Stored records:
┌──

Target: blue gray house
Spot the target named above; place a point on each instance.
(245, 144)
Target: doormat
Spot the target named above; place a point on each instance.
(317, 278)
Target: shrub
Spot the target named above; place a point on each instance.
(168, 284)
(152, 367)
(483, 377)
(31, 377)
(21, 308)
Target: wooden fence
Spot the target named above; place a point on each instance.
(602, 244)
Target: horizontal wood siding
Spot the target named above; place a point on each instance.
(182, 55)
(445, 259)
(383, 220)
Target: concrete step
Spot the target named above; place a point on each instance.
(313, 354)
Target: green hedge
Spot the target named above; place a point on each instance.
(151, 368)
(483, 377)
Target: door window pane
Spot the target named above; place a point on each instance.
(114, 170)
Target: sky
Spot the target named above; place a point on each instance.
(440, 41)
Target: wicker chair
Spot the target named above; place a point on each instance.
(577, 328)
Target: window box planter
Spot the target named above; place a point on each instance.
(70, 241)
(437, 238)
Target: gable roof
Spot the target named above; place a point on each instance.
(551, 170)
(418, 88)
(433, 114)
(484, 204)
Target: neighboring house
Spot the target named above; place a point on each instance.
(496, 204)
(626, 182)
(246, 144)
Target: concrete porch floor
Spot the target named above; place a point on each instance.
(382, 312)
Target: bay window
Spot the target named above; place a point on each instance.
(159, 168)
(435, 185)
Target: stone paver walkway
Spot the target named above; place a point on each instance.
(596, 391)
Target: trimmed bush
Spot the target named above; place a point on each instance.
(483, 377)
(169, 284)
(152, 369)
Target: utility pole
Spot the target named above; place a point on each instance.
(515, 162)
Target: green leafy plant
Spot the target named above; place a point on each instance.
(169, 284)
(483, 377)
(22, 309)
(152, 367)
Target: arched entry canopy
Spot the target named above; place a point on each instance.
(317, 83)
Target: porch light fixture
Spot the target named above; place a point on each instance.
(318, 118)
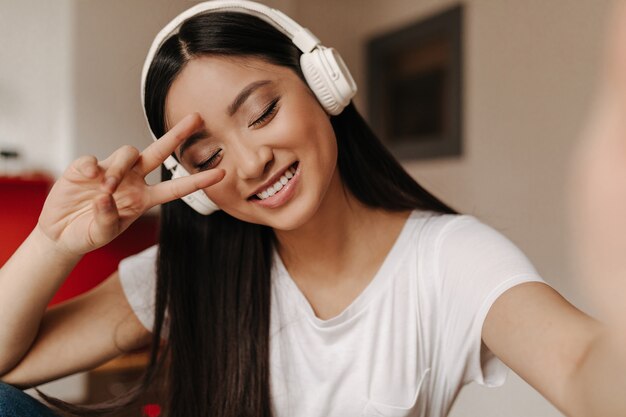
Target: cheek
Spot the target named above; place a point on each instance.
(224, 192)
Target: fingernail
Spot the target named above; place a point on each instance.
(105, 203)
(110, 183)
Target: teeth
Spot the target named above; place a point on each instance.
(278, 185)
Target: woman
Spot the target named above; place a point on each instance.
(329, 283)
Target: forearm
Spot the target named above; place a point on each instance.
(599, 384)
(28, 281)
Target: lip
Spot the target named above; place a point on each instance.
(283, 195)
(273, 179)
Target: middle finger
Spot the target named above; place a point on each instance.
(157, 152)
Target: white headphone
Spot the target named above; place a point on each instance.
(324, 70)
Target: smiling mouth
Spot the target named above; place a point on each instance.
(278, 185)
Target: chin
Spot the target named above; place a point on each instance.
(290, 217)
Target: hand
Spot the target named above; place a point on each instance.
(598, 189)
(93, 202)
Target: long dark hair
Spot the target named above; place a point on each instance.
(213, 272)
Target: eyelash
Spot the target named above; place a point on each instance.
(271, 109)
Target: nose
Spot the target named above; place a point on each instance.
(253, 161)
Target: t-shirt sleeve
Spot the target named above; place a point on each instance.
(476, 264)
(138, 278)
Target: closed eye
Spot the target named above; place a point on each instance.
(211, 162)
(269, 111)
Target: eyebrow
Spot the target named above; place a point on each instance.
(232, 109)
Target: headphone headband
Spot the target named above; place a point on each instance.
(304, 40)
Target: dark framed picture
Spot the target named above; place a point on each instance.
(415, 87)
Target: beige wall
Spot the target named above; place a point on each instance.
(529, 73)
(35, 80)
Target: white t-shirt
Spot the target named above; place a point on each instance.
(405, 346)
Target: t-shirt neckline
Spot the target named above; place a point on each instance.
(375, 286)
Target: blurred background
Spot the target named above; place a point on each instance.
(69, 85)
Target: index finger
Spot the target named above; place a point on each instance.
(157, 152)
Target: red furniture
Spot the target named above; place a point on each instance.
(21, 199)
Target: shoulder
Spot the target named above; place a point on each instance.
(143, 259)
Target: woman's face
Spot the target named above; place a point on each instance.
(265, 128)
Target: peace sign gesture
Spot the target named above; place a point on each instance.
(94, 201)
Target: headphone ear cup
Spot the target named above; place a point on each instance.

└──

What to work on:
Retype exactly the lines from the one containing "Target: long dark hair" through the last line of the records above, including both.

Worked answer:
Target: long dark hair
Spot the target named above; place a point on each instance.
(213, 272)
Target: eyelash
Spot the target named above; place a point on each instance.
(271, 109)
Target: nose
Spot the target named above; place a point on each instance.
(253, 161)
Target: t-shirt sleeve
Spot the target named above; place a point on each instance.
(476, 264)
(138, 278)
Target: closed eye
Spot the target named above; place a point on each instance.
(211, 162)
(269, 111)
Target: eyebrow
Spot the target named above; place a point on each instance.
(232, 109)
Target: headphone headband
Spot the target named above; place a point on each instance.
(304, 40)
Target: dark framed picture
Spot the target named above; place a point on each instance.
(415, 87)
Target: beige wall
Spot the target named above; place a point on each instance.
(529, 73)
(35, 80)
Target: white t-shirt
Spot the target named above; place a point on each instance.
(405, 346)
Target: t-shirt neckline
Spot the target named above; place a point on each instance.
(375, 286)
Target: blurred background
Spot the target named above; place a point on each instance.
(69, 85)
Target: index finger
Spot the target named above; place a point on each instance.
(157, 152)
Target: red furniture
Spot the target named above; place a point on each instance.
(21, 199)
Target: shoulder
Spot the target named above; place a point on each instance.
(143, 259)
Target: woman's face
Spot the target named above; place a point on each instance.
(265, 128)
Target: peace sign gesture
Spot the target named above; place a point on each instance.
(94, 201)
Target: headphone ear cup
Spot the target named above; place a point on each instance.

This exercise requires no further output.